→ **Task objective**: Copy only what runs from the line containing "If you could segment every instance of the white" through the end of the material below, line for line, with both ends included.

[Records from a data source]
#####

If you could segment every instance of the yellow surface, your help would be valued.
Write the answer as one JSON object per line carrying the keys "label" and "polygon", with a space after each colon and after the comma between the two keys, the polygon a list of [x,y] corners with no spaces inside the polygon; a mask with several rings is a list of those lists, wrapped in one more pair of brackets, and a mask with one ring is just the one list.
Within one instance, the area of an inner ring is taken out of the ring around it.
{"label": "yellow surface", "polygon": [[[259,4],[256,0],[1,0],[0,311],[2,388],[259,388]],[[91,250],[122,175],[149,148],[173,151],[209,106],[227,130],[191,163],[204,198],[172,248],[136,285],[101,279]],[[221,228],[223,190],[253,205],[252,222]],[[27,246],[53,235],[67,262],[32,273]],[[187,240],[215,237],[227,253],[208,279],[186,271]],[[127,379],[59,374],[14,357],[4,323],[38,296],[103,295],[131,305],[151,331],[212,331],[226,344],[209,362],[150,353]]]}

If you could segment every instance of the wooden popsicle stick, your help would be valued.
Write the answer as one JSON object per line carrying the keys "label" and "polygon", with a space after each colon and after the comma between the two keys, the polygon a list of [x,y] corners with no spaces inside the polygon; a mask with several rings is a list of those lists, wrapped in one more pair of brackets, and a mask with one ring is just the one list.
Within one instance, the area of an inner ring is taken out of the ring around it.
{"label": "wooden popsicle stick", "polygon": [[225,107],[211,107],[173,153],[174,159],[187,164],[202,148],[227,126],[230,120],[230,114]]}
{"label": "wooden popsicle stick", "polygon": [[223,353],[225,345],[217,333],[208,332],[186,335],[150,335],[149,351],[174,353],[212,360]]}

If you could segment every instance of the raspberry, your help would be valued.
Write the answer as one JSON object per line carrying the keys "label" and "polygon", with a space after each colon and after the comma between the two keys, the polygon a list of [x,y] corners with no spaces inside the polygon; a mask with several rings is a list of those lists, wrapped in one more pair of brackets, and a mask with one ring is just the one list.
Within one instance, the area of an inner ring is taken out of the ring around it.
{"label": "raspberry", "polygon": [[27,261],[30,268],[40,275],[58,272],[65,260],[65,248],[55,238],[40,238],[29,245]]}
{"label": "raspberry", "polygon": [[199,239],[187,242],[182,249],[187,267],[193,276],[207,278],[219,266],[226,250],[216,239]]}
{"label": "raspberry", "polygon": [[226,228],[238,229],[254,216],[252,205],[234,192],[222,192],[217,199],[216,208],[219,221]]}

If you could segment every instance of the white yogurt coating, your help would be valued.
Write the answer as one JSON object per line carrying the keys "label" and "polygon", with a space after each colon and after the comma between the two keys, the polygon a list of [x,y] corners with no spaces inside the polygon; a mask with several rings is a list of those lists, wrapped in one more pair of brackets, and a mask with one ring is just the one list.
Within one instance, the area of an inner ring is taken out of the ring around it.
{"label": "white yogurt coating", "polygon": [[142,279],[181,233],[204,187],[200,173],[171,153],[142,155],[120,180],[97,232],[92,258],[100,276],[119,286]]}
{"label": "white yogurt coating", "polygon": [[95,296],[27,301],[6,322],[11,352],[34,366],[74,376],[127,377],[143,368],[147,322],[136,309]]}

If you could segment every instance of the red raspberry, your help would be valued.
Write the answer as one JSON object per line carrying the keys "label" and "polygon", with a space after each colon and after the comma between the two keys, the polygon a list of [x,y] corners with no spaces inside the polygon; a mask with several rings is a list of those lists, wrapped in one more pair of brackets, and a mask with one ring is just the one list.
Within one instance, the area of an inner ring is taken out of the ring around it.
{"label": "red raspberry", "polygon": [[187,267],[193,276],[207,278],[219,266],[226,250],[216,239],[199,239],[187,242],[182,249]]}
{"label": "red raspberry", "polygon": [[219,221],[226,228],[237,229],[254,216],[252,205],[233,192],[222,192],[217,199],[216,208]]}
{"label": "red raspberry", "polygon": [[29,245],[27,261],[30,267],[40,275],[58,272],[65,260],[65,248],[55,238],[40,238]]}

#####

→ **Finished exercise**:
If you could segment every instance of the white yogurt coating, your help would be valued.
Write the answer as one JSON object per line carrying the keys "label" and "polygon", with a space after each colon and after the comma between the two keys, the polygon a list of [x,y] corners with no spaces inside the polygon; a mask with several rings is a list of those lists, wrapped in one more pair of brackets, and a mask with one ring is just the one list.
Within one instance, the area of an inner ring is taken out of the ring around it.
{"label": "white yogurt coating", "polygon": [[142,279],[181,233],[204,187],[200,173],[171,153],[142,155],[120,180],[97,232],[92,258],[100,276],[119,286]]}
{"label": "white yogurt coating", "polygon": [[95,296],[27,301],[6,322],[11,352],[34,366],[74,376],[127,377],[143,368],[147,322],[136,309]]}

If you could segment every instance of the red raspberry, your help would be valued.
Write the answer as one JSON object per line carrying the keys "label" and "polygon", with a space after each colon and after the comma between the two keys, the polygon a list of [x,y] corners with no spaces inside the polygon; a mask with several rings is a list of those lists, wrapped in one more pair of brackets, and a mask with one ring is just the one list.
Within one instance, the area of an inner ring is taken out of the ring around it.
{"label": "red raspberry", "polygon": [[187,267],[193,276],[207,278],[219,266],[226,250],[216,239],[199,239],[187,242],[182,249]]}
{"label": "red raspberry", "polygon": [[219,221],[226,228],[237,229],[254,216],[252,205],[233,192],[222,192],[217,199],[216,208]]}
{"label": "red raspberry", "polygon": [[29,245],[27,261],[30,267],[40,275],[58,272],[65,260],[65,248],[55,238],[40,238]]}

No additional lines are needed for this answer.